*Texto de leitura*:
====
Alegam, em resumo, o contrato de arrendamento celebrado com o R e que este não vem
procedendo ao pagamento da renda devida desde Outubro de 2013.
Deduziu oposição o R. arguindo a excepção de não cumprimento do contrato por banda dos
AA e pedindo a absolvição do pedido.
Estriba a sua defesa alegando, em resumo, que os AA não vêm cumprindo com a obrigação a
que se encontram vinculados, de realizar as obras necessárias a assegurar o gozo da coisa
locada para os fins a que a mesma se destina, pelo que incumpriram o contrato.
Na resposta à oposição os AA pugnam pela improcedência da excepção.
Designada data para a audiência de julgamento vieram os AA informar que o R. procedeu à
entrega das chaves do locado em 31/08/2014, requerendo a declaração de extinção da
instância quanto ao pedido de desocupação do locado por inutilidade superveniente da lide e
requerendo o prosseguimento da lide relativamente ao pedido de pagamento de rendas, na
sequência do que foi determinado que os autos aguardassem a realização do julgamento.
2. Prosseguindo o processo os seus termos, com realização da audiência de julgamento, foi
proferida sentença, que declarou extinta a instância por inutilidade superveniente da lide,
quanto ao pedido de despejo do locado e condenou o R a pagar aos autores as rendas
vencidas, sendo as liquidadas no montante de € 2.750,00, acrescido de juros de mora
vencidos, no montante de € 24,29 e vincendos, à taxa legal, até efectivo e integral pagamento.
3. É desta decisão que, inconformado, o R vem apelar.
Alegando, conclui:
Ao recorrente, enquanto réu, foi instaurado um procedimento especial de despejo ao qual foi
atribuído o n° de processo 696/14.6YLPRT, que visava a desocupação do locado e a título
cumulativo o pagamento de rendas vencidas, e que correu termos na Comarca de Lisboa,
Instância Local, Secção Cível - J24.
O recorrente procedeu à entrega do locado em 31 de Agosto de 2014.
O artigo 15°-G n.°1 da Lei 6/2006, de 27 de Fevereiro, aditado pela Lei n.°31/2012, de 14 de
Agosto, estatui que “o procedimento especial de despejo extingue -se pela desocupação do
locado, por desistência e por morte do requerente ou requerido”.
====
*Secção de dados*:
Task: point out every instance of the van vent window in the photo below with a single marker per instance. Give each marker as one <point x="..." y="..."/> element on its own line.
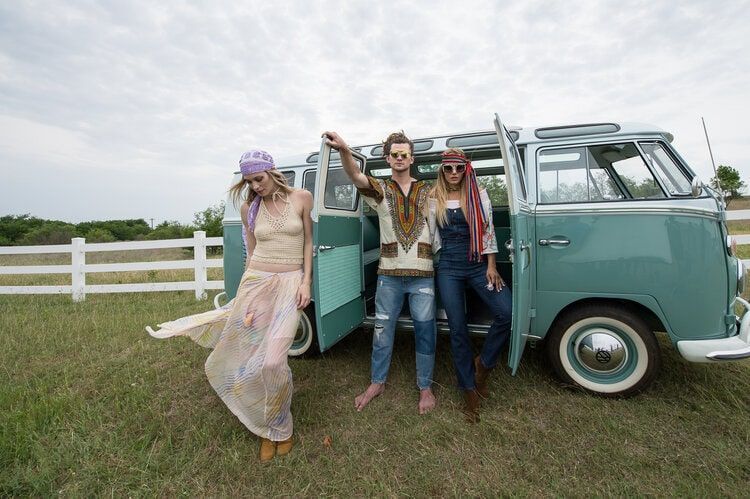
====
*Exercício 1*:
Transcreva do texto sobre a ação de despejo o trecho que vai de "2. Prosseguindo o" até "e integral pagamento.", inclusive.
*Exercício 2*:
Indique se cada afirmação concorda com o texto sobre a ação de despejo, respondendo sim ou não e citando as palavras do texto que o decidem: (a) O R. entregou as chaves do locado em 31/08/2014. (b) A sentença condenou o R a pagar juros de mora vencidos de € 24,29. (c) O processo correu termos na Comarca do Porto.
O material não é necessário para resolver nenhum exercício.

*Resposta escrita 1*:
2. Prosseguindo o processo os seus termos, com realização da audiência de julgamento, foi
proferida sentença, que declarou extinta a instância por inutilidade superveniente da lide,
quanto ao pedido de despejo do locado e condenou o R a pagar aos autores as rendas
vencidas, sendo as liquidadas no montante de € 2.750,00, acrescido de juros de mora
vencidos, no montante de € 24,29 e vincendos, à taxa legal, até efectivo e integral pagamento.

*Resposta escrita 2*:
(a) Sim: "o R. procedeu à entrega das chaves do locado em 31/08/2014".
(b) Sim: "acrescido de juros de mora vencidos, no montante de € 24,29".
(c) Não: "correu termos na Comarca de Lisboa".